> Objectif 1
Convertis en tableau Markdown les lignes des entrées, en commençant à la ligne qui contient « Would you mind pinning the tree in » et en terminant à la fin des entrées. Utilise les colonnes « N° » pour le numéro de rang et « Ligne » pour le contenu, et omets les lignes vides.

> Extrait du texte
Tunisie: Est-ce le crépuscule de la troïka sur fond a teinte économique ?

PAR Farouk Ben Ammar, Ph.D.
Plusieurs éléments et événements récents m’ont exhorté à écrire cet article, et j’en profite pour brosser un tableau politique et économique succinct de la situation en Tunisie, sur fond de querelles, de lutte pour le pouvoir, de troubles religieux, et d’alliances contrariées plus ou moins légitimes.
Plusieurs éléments et événements récents m’ont exhorté à écrire cet article, et j’en profite pour brosser un tableau politique et économique succinct de la situation en Tunisie, sur fond de querelles, de lutte pour le pouvoir, de troubles religieux, et d’alliances contrariées plus ou moins légitimes.
J’étais amené à tirer des conclusions à partir d’arguments revêtant un caractère plutôt économique, qui convergent vers une fatale conclusion : La fin imminente de la Troïka pour le profit d’un équilibre des grandes mouvances et forces politiques du pays !
Les Origines Économiques des Grandes Révolutions
Les origines de la vague des révolutions qui a récemment bouleversé une partie du monde arabe, ne sont guère différentes de celles de la plupart des grandes révolutions de part le monde qui ont été déclenchées essentiellement pour des raisons socioéconomiques et des revendications de dignité et d’équité : Une dignité qui ne peut être rétablie que par le travail et la justice sociale.Je citerais :
• La Révolution Américaine
Afin d'amortir le coût de la guerre de Sept Ans en Europe, la Grande-Bretagne imposa des taxes à ses colonies d’Amérique du Nord. Les produits manufacturés dans les colonies américaines ne devaient pas être exportés, et les colons ne pouvaient qu’acquérir des produits britanniques. Ces derniers, dénonçaient le monopole sur le trafic de certaines marchandises et en particulier le thé.
Les colons américains protestèrent, puis lancèrent une révolte. En juillet 1776, les représentants des colonies réunis à Philadelphie adoptèrent la déclaration d’Indépendance.
• La Révolution Française.

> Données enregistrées
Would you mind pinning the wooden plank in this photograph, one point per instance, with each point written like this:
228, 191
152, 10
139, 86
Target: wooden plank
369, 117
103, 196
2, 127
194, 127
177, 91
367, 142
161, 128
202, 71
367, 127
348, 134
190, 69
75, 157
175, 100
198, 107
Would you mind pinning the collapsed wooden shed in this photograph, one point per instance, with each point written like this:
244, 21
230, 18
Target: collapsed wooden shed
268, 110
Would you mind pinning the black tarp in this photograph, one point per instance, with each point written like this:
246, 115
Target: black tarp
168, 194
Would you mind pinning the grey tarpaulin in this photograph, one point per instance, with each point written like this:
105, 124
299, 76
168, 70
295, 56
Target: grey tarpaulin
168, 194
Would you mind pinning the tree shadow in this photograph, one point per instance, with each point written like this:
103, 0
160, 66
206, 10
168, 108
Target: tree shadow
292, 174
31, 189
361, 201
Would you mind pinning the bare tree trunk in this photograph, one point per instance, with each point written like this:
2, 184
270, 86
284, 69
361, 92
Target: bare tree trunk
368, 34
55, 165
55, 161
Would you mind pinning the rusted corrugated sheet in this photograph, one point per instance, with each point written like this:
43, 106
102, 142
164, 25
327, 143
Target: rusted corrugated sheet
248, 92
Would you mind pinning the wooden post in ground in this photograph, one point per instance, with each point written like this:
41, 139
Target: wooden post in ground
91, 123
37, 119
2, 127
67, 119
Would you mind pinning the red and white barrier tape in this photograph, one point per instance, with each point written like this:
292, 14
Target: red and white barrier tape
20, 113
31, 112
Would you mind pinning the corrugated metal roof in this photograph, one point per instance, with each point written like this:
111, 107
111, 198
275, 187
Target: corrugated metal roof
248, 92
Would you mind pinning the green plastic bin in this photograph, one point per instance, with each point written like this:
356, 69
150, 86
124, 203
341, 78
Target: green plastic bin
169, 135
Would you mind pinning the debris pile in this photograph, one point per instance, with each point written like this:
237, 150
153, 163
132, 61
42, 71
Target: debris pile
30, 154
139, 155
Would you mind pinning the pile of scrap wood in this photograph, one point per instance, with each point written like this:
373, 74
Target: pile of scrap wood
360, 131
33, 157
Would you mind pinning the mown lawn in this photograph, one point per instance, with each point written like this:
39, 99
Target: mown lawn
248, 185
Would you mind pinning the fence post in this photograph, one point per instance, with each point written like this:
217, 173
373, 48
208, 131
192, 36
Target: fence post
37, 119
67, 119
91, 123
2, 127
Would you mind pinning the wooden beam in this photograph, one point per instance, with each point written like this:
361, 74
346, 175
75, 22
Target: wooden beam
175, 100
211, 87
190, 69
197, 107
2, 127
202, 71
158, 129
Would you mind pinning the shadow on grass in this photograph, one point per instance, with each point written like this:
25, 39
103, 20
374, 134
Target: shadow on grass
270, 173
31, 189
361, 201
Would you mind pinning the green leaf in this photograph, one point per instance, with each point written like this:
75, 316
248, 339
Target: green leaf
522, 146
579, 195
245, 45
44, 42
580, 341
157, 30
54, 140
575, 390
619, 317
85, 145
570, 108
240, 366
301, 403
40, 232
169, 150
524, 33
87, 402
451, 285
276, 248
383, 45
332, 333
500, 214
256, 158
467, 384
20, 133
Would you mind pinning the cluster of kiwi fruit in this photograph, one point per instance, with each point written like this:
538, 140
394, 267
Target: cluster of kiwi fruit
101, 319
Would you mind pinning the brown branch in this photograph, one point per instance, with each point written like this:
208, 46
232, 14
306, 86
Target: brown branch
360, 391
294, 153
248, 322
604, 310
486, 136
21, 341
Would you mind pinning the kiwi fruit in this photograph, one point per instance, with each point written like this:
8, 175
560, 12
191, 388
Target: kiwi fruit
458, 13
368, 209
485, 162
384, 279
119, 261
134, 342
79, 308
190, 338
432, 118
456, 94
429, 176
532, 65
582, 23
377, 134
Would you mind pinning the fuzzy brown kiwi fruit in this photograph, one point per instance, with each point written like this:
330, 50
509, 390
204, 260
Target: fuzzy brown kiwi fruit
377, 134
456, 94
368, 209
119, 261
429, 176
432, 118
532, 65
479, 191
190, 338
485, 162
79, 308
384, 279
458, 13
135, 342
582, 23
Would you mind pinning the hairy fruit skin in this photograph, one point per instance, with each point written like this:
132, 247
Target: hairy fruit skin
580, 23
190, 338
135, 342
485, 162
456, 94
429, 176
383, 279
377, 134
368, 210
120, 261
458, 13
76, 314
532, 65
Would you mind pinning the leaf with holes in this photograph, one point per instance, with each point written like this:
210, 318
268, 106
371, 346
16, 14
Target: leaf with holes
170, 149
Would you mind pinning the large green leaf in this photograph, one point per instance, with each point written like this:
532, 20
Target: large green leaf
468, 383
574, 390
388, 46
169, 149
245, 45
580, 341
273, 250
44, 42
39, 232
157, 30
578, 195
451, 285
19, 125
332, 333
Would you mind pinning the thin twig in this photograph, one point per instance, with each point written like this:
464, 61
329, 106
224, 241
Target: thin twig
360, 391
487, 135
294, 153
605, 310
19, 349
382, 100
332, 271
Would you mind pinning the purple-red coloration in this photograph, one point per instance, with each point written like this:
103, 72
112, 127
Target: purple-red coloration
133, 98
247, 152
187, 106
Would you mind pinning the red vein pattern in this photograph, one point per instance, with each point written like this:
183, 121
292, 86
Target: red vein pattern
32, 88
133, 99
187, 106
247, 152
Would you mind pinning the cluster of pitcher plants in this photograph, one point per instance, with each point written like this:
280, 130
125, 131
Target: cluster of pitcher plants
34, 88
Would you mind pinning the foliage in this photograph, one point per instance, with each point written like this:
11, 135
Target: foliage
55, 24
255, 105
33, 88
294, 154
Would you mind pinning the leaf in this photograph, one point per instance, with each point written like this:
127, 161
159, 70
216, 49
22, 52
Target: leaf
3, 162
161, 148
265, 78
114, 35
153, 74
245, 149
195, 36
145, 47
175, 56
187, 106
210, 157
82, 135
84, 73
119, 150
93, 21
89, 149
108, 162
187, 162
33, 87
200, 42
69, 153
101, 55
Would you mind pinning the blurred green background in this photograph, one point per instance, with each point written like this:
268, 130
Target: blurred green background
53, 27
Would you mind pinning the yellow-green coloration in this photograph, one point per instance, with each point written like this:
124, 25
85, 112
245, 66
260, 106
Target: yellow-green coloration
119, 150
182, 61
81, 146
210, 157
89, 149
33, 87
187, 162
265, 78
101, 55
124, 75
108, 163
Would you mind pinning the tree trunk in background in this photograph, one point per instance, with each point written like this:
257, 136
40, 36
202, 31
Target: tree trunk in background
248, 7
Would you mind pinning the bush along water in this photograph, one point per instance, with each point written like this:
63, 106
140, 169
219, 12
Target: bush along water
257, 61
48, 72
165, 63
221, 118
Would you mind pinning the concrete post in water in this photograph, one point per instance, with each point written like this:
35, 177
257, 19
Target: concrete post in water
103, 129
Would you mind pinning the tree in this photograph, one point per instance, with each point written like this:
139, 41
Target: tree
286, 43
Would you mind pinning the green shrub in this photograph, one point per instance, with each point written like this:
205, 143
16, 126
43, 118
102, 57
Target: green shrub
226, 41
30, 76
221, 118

> Objectif 2
Réécris le passage de l'article sur la Tunisie en commençant à « J’étais amené à » et en terminant à « politiques du pays ! ». Remplace « Troïka » par « coalition ».

> Réponse rédigée 1
| N° | Ligne |
|---|---|
| 1 | Would you mind pinning the tree in this photograph, one point per instance, with each point written like this: |
| 2 | 139, 41 |
| 3 | Target: tree |
| 4 | 286, 43 |
| 5 | Would you mind pinning the green shrub in this photograph, one point per instance, with each point written like this: |
| 6 | 205, 143 |
| 7 | 16, 126 |
| 8 | 43, 118 |
| 9 | 102, 57 |
| 10 | Target: green shrub |
| 11 | 226, 41 |
| 12 | 30, 76 |
| 13 | 221, 118 |

> Réponse rédigée 2
J’étais amené à tirer des conclusions à partir d’arguments revêtant un caractère plutôt économique, qui convergent vers une fatale conclusion : La fin imminente de la coalition pour le profit d’un équilibre des grandes mouvances et forces politiques du pays !